§ Text:
..............................

Elasticsearch has generated an _id for us and has added other metadata to each record returned, including a score on how well the record matched the query.

This is a good time to point out that Elasticsearch is a great key/value or document store! It could easily replace MongoDB in our stack, and doing so could simplify and enhance scalability by reducing components. Remember, simplicity is key to scalability. That being said, Mongo has features we’ll be thankful for later, so don’t write it off.

## Python and Elasticsearch

In our web applications we will need to access Elasticsearch from within Python but outside Spark. To do so we use the Python Elasticsearch Client library available from PyPi under the `elasticsearch` package name.

Using `elasticsearch` is easy. Running the code below, you should see much the same content as was returned from Elasticsearch via `curl`.

In [27]:
import json
from elasticsearch7 import Elasticsearch


es = Elasticsearch('http://elastic:9200/')

print(
    json.dumps(
        es.search(index='executives', body={
            "query": {
                "match": {"name": "Russell"}
                }
            }
        ),
        indent=4,
        sort_keys=True
    )
)

{
    "_shards": {
        "failed": 0,
        "skipped": 0,
        "successful": 1,
        "total": 1
    },
    "hits": {
        "hits": [
            {
                "_id": "Y1Ob64wBrenEcs-N0G2n",
                "_index": "executives",
                "_score": 1.0296195,
                "_source": {
                    "company": "Relato",
                    "name": "Russell Jurney",
                    "title": "CEO"
                },
                "_type": "_doc"
            },
            {
                "_id": "aFOb64wBrenEcs-N0G2n",
                "_index": "executives",
                "_score": 1.0296195,
                "_source": {
                    "company": "Data Syndrome",
                    "name": "Russell Jurney",
                    "title": "Principal Consultant"
                },
                "_type": "_doc"

..............................

§ Extracted entries:
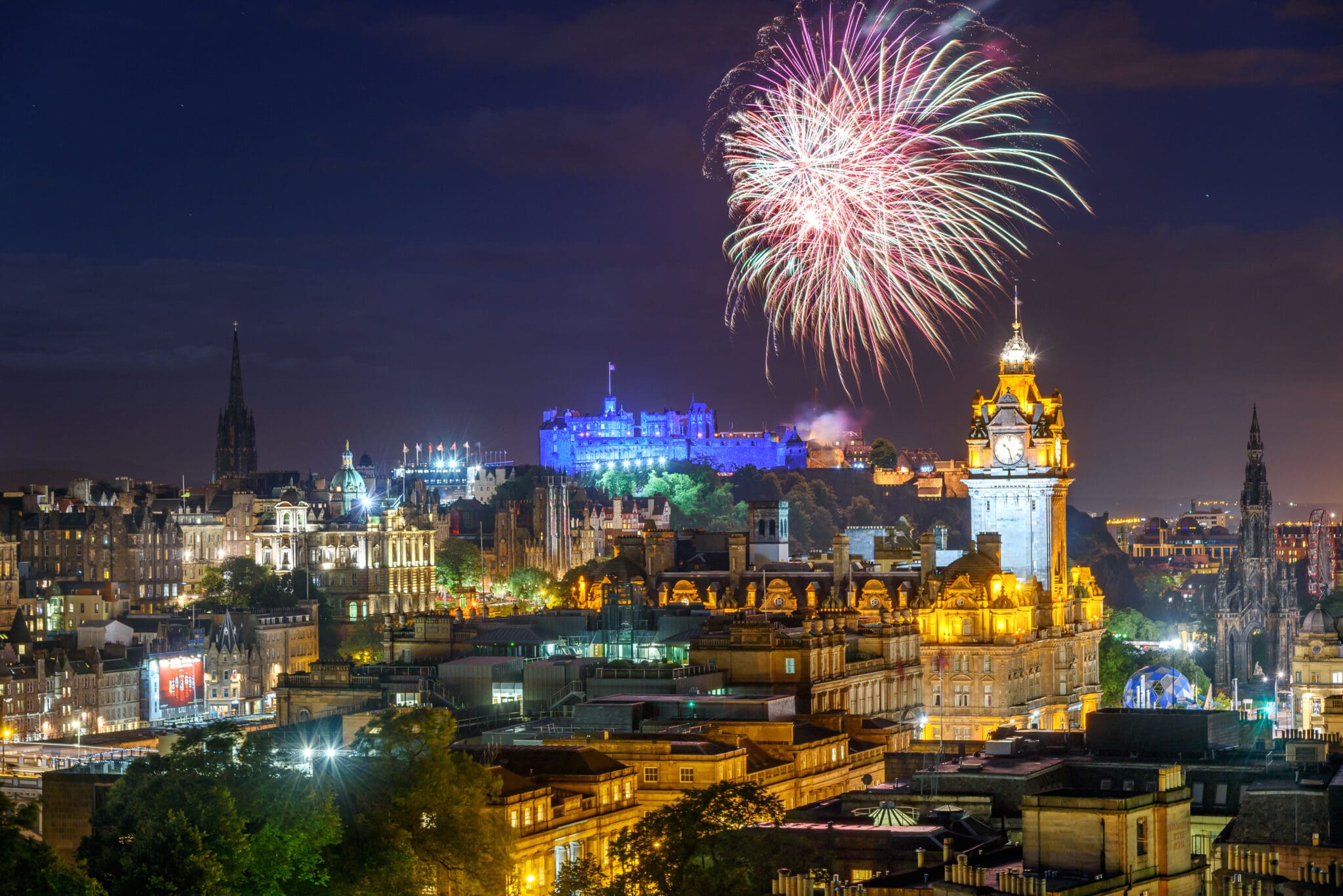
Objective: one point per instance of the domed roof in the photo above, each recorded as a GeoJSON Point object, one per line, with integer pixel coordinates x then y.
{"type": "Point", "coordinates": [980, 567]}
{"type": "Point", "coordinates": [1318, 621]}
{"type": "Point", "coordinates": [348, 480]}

..............................

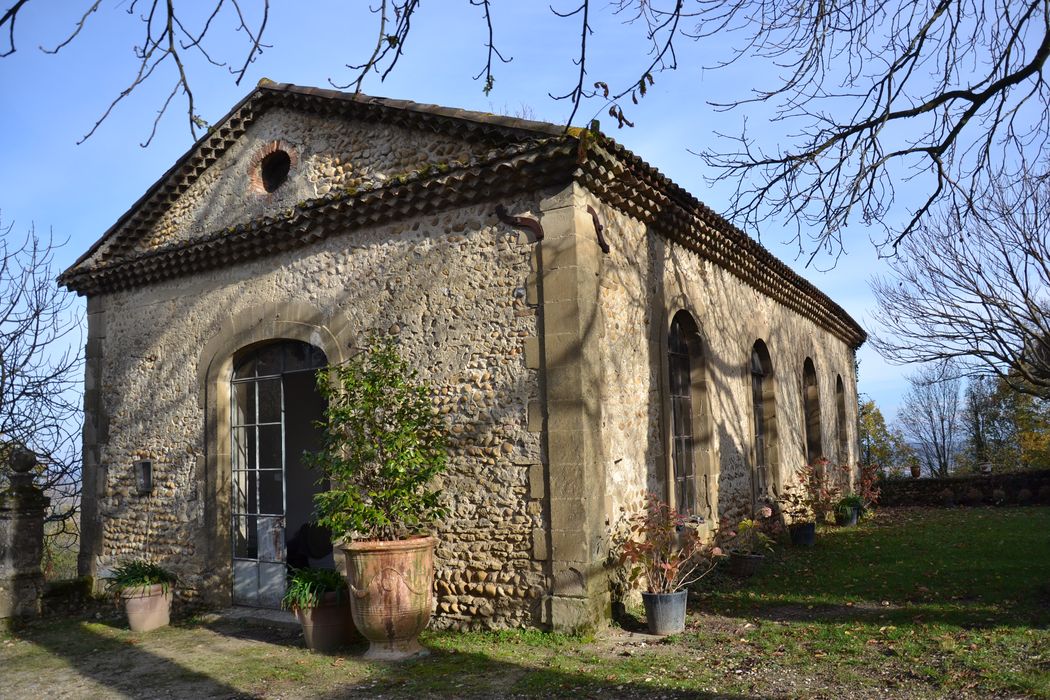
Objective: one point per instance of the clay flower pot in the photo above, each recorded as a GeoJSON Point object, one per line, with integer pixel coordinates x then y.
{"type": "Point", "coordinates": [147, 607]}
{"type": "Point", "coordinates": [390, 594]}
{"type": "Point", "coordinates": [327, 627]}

..............................

§ Your goal:
Extend the Elasticsearch tutorial by writing the part that comes after its last line.

§ Final result:
            }
        ],
        "max_score": 1.0296195,
        "total": {
            "relation": "eq",
            "value": 2
       



## Distributed Streams with Apache Kafka

According to its website, “Kafka™ is used for building real-time data pipelines and streaming apps. It is horizontally scalable, fault-tolerant, wicked fast, and runs in production in thousands of companies.” We’ll be using Kafka streams to make predictions in “sub real time,” using Spark Streaming. Kafka can also be used to collect data and aggregate it to bulk storage like HDFS or Amazon S3.

Kafka is already installed via the `docker-compose.yaml` file in this project.

### Listing Kafka Topics

Kafka organizes data by topic. Lets use the [confluent_kafka.admin.AdminClient](https://docs.confluent.io/platform/current/clients/confluent-kafka-python/html/index.html#confluent_kafka.admin.AdminClient) utility that is included with Confluent Kafka's Python library to list the topics. We'll have to give the command the local address to our Kafka service at the hostname `kafka`.

For a guide on `confluent-kafka` check out the [documentation](https://docs.confluent.io/clients-confluent-kafka-python/current/overview.html).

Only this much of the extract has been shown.